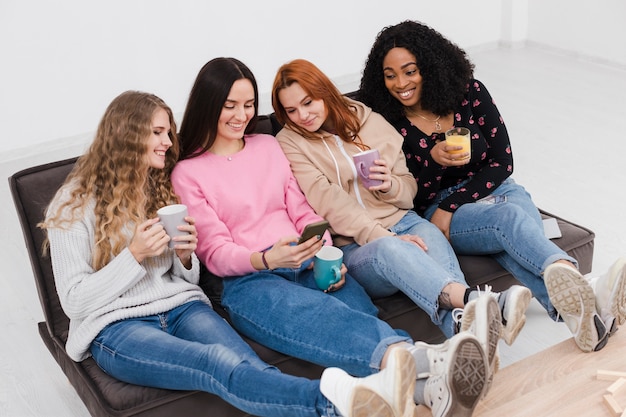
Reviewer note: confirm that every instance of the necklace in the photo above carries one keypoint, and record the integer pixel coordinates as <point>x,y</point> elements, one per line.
<point>435,120</point>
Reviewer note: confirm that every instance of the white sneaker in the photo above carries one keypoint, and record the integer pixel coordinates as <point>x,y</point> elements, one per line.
<point>483,319</point>
<point>513,303</point>
<point>610,292</point>
<point>573,298</point>
<point>457,377</point>
<point>388,393</point>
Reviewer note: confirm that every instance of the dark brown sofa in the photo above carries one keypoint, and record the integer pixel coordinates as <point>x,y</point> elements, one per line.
<point>33,188</point>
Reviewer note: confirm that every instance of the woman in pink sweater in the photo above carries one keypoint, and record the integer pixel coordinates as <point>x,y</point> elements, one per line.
<point>249,212</point>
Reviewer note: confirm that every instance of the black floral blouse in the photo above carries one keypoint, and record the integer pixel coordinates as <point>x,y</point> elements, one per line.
<point>491,158</point>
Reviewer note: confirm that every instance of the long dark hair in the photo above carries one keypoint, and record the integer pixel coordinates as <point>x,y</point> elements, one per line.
<point>444,67</point>
<point>206,99</point>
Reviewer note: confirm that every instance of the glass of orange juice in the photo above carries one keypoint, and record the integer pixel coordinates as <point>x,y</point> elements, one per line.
<point>459,136</point>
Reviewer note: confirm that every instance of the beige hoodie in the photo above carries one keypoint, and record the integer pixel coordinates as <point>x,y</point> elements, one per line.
<point>327,175</point>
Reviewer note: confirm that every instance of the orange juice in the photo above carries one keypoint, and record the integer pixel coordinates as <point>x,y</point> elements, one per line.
<point>459,137</point>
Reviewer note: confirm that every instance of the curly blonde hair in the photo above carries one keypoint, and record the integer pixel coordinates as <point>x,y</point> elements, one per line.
<point>115,173</point>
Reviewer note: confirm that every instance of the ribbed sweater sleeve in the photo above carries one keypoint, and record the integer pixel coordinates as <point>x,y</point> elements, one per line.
<point>122,289</point>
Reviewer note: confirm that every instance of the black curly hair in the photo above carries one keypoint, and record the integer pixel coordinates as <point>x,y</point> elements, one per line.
<point>444,67</point>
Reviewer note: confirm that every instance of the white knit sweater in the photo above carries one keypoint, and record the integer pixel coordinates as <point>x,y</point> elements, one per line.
<point>122,289</point>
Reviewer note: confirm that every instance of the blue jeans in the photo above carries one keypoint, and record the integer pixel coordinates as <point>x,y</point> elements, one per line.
<point>192,348</point>
<point>389,264</point>
<point>511,232</point>
<point>284,310</point>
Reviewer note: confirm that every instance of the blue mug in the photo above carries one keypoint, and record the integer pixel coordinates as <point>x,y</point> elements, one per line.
<point>327,267</point>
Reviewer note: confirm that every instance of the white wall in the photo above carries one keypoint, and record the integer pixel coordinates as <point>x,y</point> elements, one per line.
<point>65,60</point>
<point>591,29</point>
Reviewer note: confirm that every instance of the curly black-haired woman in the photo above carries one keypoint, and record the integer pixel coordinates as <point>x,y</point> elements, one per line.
<point>424,85</point>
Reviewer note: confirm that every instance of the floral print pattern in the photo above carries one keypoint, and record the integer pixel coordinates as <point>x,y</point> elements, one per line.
<point>491,159</point>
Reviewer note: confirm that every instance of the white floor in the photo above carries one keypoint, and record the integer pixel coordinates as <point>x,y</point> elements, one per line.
<point>562,113</point>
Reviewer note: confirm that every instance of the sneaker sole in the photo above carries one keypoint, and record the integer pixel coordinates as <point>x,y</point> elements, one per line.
<point>468,375</point>
<point>404,384</point>
<point>484,314</point>
<point>517,304</point>
<point>367,403</point>
<point>571,295</point>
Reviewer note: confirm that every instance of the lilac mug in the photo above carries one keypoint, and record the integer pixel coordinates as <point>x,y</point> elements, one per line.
<point>363,161</point>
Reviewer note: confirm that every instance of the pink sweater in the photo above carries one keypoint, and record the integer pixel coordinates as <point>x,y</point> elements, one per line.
<point>242,204</point>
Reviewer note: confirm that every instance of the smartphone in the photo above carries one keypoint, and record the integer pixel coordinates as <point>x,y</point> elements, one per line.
<point>492,199</point>
<point>313,229</point>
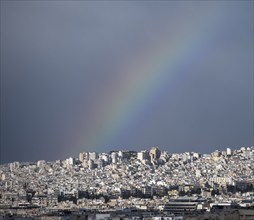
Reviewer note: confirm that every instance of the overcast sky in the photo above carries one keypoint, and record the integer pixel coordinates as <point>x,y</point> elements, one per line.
<point>96,76</point>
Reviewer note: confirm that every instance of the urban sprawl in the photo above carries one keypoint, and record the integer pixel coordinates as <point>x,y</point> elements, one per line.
<point>149,184</point>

::::::::

Exercise brief:
Write out word for word every line from the line with "Reviewer note: confirm that every instance of the lilac" through the final line of the records, both included, skipping the pictures.

Finished answer:
Reviewer note: confirm that every instance of the lilac mug in the photo above carries one keypoint, and record the integer pixel coordinates as <point>x,y</point> elements, one per line.
<point>363,161</point>
Reviewer note: confirm that every instance of the pink sweater in the photo above carries one keypoint, and record the integer pixel coordinates as <point>x,y</point> elements, one per line.
<point>242,204</point>
Reviewer note: confirm that every instance of the smartphone in the photo above carries one keypoint, and record the integer pixel coordinates as <point>x,y</point> elements, one per line.
<point>492,199</point>
<point>313,229</point>
Reviewer note: confirm that every instance of the overcast sky in the photo above carries one keypoint, and record the integer pixel coordinates as <point>x,y</point> elements, one per line.
<point>96,76</point>
Reviewer note: confirm that every instance of the urban sprawl in the photo above carries one keypoint, and record the integer pixel coordinates as <point>x,y</point> elements, one per line.
<point>149,184</point>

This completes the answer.